▸ Directions: Rewrite every line of the entries below as a JSON array of strings, one string per line, and leave out any blank lines.

(Stored entries)

————

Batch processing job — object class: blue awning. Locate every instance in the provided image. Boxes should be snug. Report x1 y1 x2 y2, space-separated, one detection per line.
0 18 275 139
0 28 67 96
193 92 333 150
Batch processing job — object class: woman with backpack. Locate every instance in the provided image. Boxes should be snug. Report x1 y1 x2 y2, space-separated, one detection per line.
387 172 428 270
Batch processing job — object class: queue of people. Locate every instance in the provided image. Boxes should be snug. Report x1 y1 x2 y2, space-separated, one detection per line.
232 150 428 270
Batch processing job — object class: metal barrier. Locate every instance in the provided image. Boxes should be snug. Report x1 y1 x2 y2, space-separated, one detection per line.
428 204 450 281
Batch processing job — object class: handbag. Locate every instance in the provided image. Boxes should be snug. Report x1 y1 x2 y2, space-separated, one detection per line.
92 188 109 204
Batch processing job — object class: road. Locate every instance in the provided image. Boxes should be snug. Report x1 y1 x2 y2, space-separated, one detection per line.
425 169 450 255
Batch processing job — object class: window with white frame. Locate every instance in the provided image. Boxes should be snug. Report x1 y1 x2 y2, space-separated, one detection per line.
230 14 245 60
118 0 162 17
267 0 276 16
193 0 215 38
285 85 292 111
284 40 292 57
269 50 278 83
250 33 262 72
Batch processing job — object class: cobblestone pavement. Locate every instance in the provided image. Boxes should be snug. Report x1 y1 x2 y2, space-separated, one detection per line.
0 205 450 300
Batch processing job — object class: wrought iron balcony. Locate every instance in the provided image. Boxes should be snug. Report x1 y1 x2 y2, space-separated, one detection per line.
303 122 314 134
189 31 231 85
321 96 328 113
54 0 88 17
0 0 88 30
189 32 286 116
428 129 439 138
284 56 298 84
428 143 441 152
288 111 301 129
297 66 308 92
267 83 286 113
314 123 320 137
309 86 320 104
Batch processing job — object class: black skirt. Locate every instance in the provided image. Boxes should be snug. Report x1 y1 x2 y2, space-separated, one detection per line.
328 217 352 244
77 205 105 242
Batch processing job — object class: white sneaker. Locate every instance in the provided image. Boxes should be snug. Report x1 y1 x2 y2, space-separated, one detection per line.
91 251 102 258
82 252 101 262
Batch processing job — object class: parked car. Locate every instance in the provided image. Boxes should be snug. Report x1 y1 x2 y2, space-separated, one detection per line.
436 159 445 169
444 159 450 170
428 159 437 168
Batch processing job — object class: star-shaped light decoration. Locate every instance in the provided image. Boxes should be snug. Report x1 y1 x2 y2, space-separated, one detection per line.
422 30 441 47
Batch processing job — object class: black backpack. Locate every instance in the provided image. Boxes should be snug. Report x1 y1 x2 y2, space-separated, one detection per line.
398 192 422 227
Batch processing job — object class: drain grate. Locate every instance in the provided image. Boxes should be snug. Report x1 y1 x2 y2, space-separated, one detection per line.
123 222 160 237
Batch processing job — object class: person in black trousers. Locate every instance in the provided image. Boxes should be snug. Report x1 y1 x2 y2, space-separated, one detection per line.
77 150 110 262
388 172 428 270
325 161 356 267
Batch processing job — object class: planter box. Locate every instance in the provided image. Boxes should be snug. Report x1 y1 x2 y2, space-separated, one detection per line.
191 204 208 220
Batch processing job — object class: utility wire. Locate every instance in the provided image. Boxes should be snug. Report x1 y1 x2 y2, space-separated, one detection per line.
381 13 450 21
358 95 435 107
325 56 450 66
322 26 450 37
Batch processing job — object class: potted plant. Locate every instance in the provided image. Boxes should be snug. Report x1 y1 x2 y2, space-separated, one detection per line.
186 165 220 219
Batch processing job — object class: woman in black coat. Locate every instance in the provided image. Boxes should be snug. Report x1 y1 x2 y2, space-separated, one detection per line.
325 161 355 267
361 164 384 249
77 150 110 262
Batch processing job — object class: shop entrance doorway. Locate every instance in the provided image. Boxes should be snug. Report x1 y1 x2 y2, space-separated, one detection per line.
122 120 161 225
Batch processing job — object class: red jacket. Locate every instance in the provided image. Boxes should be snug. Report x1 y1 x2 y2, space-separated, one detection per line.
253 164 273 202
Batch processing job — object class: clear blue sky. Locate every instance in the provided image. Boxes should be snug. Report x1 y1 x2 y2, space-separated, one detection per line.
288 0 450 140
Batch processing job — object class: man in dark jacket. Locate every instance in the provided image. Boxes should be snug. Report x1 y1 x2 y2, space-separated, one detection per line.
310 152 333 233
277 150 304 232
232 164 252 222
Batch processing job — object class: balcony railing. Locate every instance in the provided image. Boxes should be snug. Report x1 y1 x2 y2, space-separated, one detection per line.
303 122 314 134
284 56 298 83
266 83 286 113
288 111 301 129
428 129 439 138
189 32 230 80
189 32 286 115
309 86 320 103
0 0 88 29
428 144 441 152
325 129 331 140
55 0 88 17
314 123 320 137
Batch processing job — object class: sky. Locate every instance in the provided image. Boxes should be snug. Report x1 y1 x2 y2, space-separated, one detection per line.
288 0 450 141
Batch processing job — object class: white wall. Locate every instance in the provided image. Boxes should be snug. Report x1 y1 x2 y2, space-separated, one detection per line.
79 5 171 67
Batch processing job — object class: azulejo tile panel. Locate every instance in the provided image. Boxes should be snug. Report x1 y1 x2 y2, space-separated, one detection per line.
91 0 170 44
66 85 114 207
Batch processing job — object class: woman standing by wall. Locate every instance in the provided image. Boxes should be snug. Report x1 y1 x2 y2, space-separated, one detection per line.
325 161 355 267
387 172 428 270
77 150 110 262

————

▸ Written response:
[
  "Batch processing job — object class: blue awning. Locate every instance in the provided image. Boxes should be snug. Report x1 y1 x2 y2, space-separated, one detection per line.",
  "0 18 275 139",
  "0 28 67 96",
  "193 92 333 150",
  "Batch processing job — object class: woman with backpack. Locate every instance in the provided image. Boxes should be snug. Report x1 y1 x2 y2, space-separated, one detection per line.",
  "387 172 428 270",
  "Batch processing job — object class: queue of people. Locate every instance in the provided image. Boxes should be snug. Report x1 y1 x2 y2, space-separated, one detection per line.",
  "232 150 428 270",
  "Batch processing job — object class: metal barrier. Locate every instance in the provided image. Boxes should be snug. Report x1 y1 x2 y2, space-separated, one detection per line.",
  "428 204 450 281",
  "Batch processing job — object class: handbag. Locate every instance in the provided image. Boxes should be snug. Report x1 y1 x2 y2, space-separated, one detection per line.",
  "92 188 109 204",
  "Batch processing job — object class: road. Locate every instance in the provided image. Boxes should be snug. Report x1 y1 x2 y2, space-separated, one detection per line.",
  "425 169 450 255",
  "Batch processing job — object class: window with white frame. Locate every instance in the provided image. Boxes should be snug. Report x1 y1 x2 y2, space-separated, one detection per line.",
  "230 14 245 60",
  "118 0 162 17",
  "267 0 276 16",
  "193 0 215 38",
  "285 85 292 111",
  "284 40 292 57",
  "269 50 278 83",
  "250 33 262 72",
  "Batch processing job — object class: cobblestone pavement. Locate every instance in the provided image. Boxes should be snug. Report x1 y1 x2 y2, space-separated, one detection per line.",
  "0 205 450 300",
  "Batch processing job — object class: wrought iron balcony. Locate every instance in the provided image. Boxes should be snug. Report x1 y1 x2 y2, space-separated, one detection per line.",
  "303 122 314 134",
  "189 31 231 85",
  "321 96 328 113",
  "54 0 88 17",
  "0 0 88 30",
  "189 32 286 116",
  "428 129 439 138",
  "284 56 298 84",
  "428 143 441 152",
  "288 111 301 129",
  "297 66 308 92",
  "267 83 286 113",
  "314 123 320 137",
  "309 86 320 104",
  "Batch processing job — object class: black skirt. Locate every instance in the provided image. Boxes should be snug. Report x1 y1 x2 y2, space-separated, one detection per line.",
  "328 217 352 244",
  "77 205 105 242",
  "Batch processing job — object class: white sneaker. Locate every instance in the provided image. Boxes should be snug. Report x1 y1 x2 y2, space-separated, one detection per line.",
  "91 251 102 258",
  "82 252 101 262",
  "Batch processing job — object class: parked car. Locate every instance in the provided image. Boxes should be snug. Report x1 y1 x2 y2, space-separated, one detection per line.",
  "436 159 445 169",
  "444 159 450 170",
  "428 159 437 168",
  "Batch processing job — object class: star-shaped light decoration. Locate every instance in the provided image. Boxes should be snug. Report x1 y1 x2 y2, space-separated, one detection per line.",
  "422 30 441 47",
  "Batch processing job — object class: black backpack. Locate every instance in the provided image. Boxes should be snug. Report x1 y1 x2 y2, space-separated, one detection per line.",
  "398 192 422 227",
  "Batch processing job — object class: drain grate. Locate every instance in the provided image. Boxes should be snug. Report x1 y1 x2 y2, space-separated, one detection per line.",
  "123 222 160 237",
  "Batch processing job — object class: person in black trousers. Locate every instance in the provided image. Boxes should be snug. Report x1 y1 x2 y2, space-separated, one detection per line.",
  "77 150 110 262",
  "388 172 428 270",
  "325 161 356 267",
  "Batch processing job — object class: planter box. Locate every instance in the provided image. Boxes should be snug. Report x1 y1 x2 y2, space-separated, one detection per line.",
  "191 204 208 220",
  "Batch processing job — object class: utility wire. Locate every instance in the provided image. Boxes should be snug. Report x1 y1 x2 y2, space-separated, one detection per line.",
  "381 13 450 21",
  "358 95 435 107",
  "325 56 450 66",
  "322 26 450 37",
  "Batch processing job — object class: potted plant. Locate every instance in the provided image. Boxes should be snug. Report x1 y1 x2 y2, space-separated, one detection per line.",
  "186 165 220 219",
  "Batch processing job — object class: woman in black coat. Locate every instance in the provided image. Boxes should be snug. Report x1 y1 x2 y2, space-separated, one detection per line.",
  "325 161 355 267",
  "361 164 384 249",
  "77 150 110 262",
  "Batch processing job — object class: shop entrance doorway. Locate every instance in the provided image. Boxes should be snug. Report x1 y1 x2 y2, space-separated, one detection per line.",
  "122 120 161 225",
  "Batch processing job — object class: red jacket. Locate every instance in the provided image. Boxes should be snug. Report x1 y1 x2 y2, space-separated, one detection per line.",
  "253 164 273 202",
  "Batch processing job — object class: clear blue sky. Locate every instance in the provided image. Boxes should be snug. Report x1 y1 x2 y2, space-separated, one detection per line.",
  "288 0 450 140",
  "Batch processing job — object class: man in dark jacket. Locate every instance in the provided image. Boxes should be snug. Report x1 y1 x2 y2, space-separated, one detection per line.",
  "310 152 333 233",
  "277 150 304 232",
  "232 164 252 222",
  "Batch processing job — object class: balcony railing. Locate every instance in the provided image. Boxes should be snug. Report x1 y1 x2 y2, space-separated, one detection per line.",
  "303 122 314 134",
  "284 56 298 83",
  "266 83 286 113",
  "288 111 301 129",
  "428 129 439 138",
  "189 32 230 80",
  "189 32 286 115",
  "309 86 320 103",
  "0 0 88 29",
  "428 144 441 152",
  "325 129 331 140",
  "55 0 88 17",
  "314 123 320 137",
  "Batch processing job — object class: sky. Locate every instance in the provided image. Boxes should be snug. Report x1 y1 x2 y2, space-separated, one detection per line.",
  "288 0 450 141",
  "Batch processing job — object class: white wall. Locate every instance in the provided image. Boxes should be snug. Report x1 y1 x2 y2, space-separated, one detection per line.",
  "79 5 171 67",
  "Batch processing job — object class: azulejo tile panel. Locate every instance in the provided image. Boxes should be snug. Report x1 y1 x2 y2, space-separated, one detection per line.",
  "91 0 170 44",
  "66 85 114 207",
  "Batch processing job — object class: woman standing by wall. Locate every instance in the provided image. Boxes should be snug. Report x1 y1 x2 y2, space-separated, one detection per line.",
  "325 161 355 267",
  "387 172 428 270",
  "77 150 110 262"
]